**What the exercise asks:**
Which lines of the records contain the word "every"? Copy each one.

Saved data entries
**********

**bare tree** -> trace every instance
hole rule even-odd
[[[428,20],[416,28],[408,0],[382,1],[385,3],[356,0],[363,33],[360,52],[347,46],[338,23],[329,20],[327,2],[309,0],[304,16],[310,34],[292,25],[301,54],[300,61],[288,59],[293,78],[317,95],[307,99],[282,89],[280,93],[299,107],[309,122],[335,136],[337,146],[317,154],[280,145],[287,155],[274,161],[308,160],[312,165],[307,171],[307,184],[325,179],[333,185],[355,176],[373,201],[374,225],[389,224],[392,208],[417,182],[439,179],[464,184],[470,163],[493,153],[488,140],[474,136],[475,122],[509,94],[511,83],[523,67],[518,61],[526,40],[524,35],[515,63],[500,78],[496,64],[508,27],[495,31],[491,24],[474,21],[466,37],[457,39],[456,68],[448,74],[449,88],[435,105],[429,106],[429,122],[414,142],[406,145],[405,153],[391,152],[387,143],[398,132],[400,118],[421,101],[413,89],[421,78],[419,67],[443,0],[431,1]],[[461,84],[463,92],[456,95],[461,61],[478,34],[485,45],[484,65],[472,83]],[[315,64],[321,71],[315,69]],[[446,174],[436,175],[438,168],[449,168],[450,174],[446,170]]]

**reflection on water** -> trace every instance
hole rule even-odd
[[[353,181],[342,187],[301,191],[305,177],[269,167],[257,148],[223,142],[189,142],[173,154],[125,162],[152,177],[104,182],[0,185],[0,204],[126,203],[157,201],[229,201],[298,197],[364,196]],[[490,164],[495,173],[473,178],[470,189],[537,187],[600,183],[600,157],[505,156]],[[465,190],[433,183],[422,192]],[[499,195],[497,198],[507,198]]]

**********

**Solution for this problem:**
**bare tree** -> trace every instance
**reflection on water** -> trace every instance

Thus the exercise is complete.